**GIVEN INSTRUCTION**.
Locate every line in the entries below that contains the string "gold", and copy each such line. The match is case-sensitive.

**ENTRIES SHOWN**.
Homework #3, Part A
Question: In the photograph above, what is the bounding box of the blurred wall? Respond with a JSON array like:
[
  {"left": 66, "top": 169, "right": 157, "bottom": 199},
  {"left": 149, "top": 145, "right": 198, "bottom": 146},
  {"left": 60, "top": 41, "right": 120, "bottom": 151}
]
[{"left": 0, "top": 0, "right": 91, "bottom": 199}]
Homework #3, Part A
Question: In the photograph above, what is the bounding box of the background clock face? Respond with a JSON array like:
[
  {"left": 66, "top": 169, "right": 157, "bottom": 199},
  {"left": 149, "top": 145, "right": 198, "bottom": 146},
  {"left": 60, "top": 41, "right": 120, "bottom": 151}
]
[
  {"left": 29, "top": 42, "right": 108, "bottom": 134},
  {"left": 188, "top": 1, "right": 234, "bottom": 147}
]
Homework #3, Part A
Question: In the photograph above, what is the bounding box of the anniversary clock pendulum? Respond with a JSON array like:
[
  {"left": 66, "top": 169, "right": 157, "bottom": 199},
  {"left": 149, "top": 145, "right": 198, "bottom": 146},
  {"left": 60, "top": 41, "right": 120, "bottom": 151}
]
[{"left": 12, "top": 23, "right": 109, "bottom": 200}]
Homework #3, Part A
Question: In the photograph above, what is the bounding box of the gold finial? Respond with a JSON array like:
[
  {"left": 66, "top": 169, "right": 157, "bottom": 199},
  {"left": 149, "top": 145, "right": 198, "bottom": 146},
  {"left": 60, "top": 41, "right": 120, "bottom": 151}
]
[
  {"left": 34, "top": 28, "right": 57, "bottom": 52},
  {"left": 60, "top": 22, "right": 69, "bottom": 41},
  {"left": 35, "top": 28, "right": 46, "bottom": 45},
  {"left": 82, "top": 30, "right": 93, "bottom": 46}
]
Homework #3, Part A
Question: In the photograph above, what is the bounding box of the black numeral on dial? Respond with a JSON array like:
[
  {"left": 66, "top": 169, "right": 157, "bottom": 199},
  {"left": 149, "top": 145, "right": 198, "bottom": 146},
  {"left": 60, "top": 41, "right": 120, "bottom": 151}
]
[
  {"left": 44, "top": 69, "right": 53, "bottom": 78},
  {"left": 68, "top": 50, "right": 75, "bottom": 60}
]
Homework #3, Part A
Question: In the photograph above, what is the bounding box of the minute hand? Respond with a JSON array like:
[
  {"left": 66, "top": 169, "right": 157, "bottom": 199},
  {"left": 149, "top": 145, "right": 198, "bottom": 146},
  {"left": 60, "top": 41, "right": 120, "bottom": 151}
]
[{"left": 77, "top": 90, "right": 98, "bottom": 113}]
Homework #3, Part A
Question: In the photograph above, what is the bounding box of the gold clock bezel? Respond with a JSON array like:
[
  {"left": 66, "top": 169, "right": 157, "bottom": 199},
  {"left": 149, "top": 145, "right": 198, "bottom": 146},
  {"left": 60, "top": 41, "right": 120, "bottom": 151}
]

**RESPONSE TO THIS EXERCISE**.
Question: In the photograph above, what is the bounding box of the gold finial? Respond with a JSON array like:
Question: In the photograph above, what is the bounding box of the gold clock bezel? Respond with a JSON array like:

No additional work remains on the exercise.